====== Passage

What are the theological criteria to reform the Church and the Roman Curia?

St. Peter's statue in St. Peter's Square. Credit: Bohumil Petrik/CNA.
St. Peter's statue in St. Peter's Square. Credit: Bohumil Petrik/CNA.

.- The reform of the Roman Curia must be an example for the spiritual renewal of the entire Church, the prefect of Congregation for the Doctrine of the Faith wrote in an essay published Saturday in the Vatican's newspaper.

“A true reform of the Roman Curia and of the Church has the objective of rendering the mission of the Pope and of the Church in the world of today and of tomorrow more radiant” Cardinal Gerhard Mueller wrote Feb. 7 in L'Osservatore Romano.

In the article, “Purifying the Temple,” Cardinal Mueller identified the final goal of  Church reform as enlightening the mission of the Church; stressed the differences among the Roman Curia, the College of Cardinals, the Synod of Bishops, and the administration of Vatican City; and warned against the temptation of over-spiritualizing the Church, thereby relegating it to an environment of ideals divorced from reality.

Cardinal Mueller’s article was published on the eve of a meeting of the Council of Cardinals, and a subsequent consistory convoked by Pope Francis to discuss curial reform.

The Council of Cardinals are meeting for the eighth time Feb. 9-11, and under discussion are several proposals concerning the way the curia may be outlined in the future.

A first comprehensive draft designed the establishment of two super-congregations, each of including five secretariats that would take over functions and competences of several existing curial bodies: the Congregation for Justice and Peace, with the Secretariats of Justice and Peace, Cor Unum, Migrants, Pastoral Health Care, Human ecology and life; and the Congregation for Family and Laity, which would include the secretariats for Laity, Family, Married Couples, Youth and Ecclesial Movements.

Other proposals were that of a substantial role for the Synod of Bishops in the general government of the Church, and a sort of common administration between the Holy See and Vatican City.

In his article, Cardinal Mueller implicitly addresses all of these proposals.

“At the heart of the Church stand the Gospel, truth, and salvation. History has taught us that any time the Church was freed from a worldly mentality and from earthly models of the exercise of power, the path to her spiritual renewal in Jesus Christ, her head and source of life, has opened,” he began his essay.

This has emerged in all attempts at Church reform, he said, noting the Gregorian reform of the 11th century, the Tridentine reform of the 16th, and the new springtime of Vatican II.

============
====== Recorded data

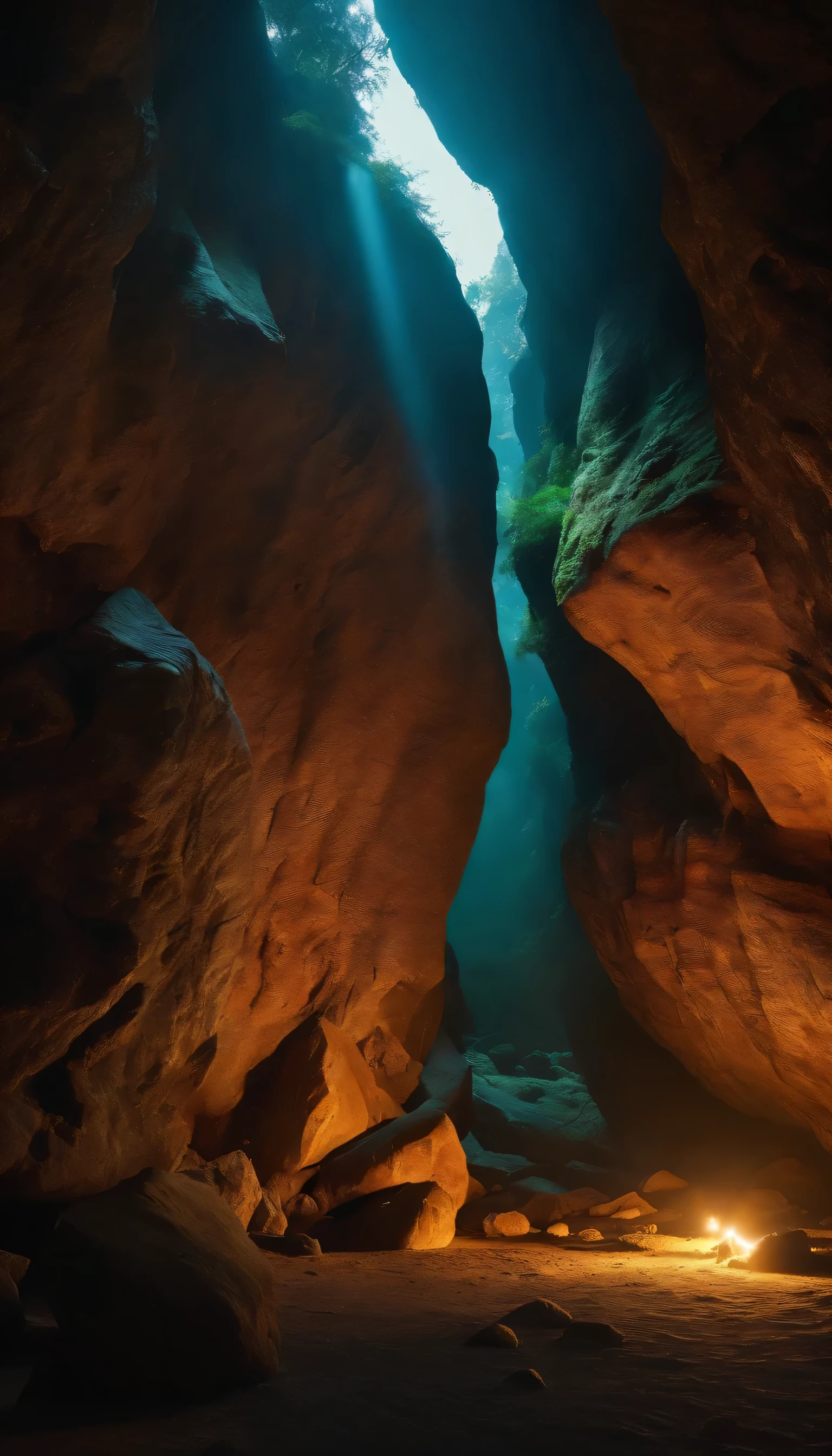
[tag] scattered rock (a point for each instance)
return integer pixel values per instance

============

■ Exercise description ■
In the passage on reforming the Curia above, turn the paragraph that begins "In the article" into a short bulleted list that keeps its main points.

■ Completed exercise ■
In his article "Purifying the Temple," Cardinal Mueller:
- identified the final goal of Church reform as enlightening the Church's mission
- stressed the differences among the Roman Curia, the College of Cardinals, the Synod of Bishops, and the administration of Vatican City
- warned against over-spiritualizing the Church, which would relegate it to ideals divorced from reality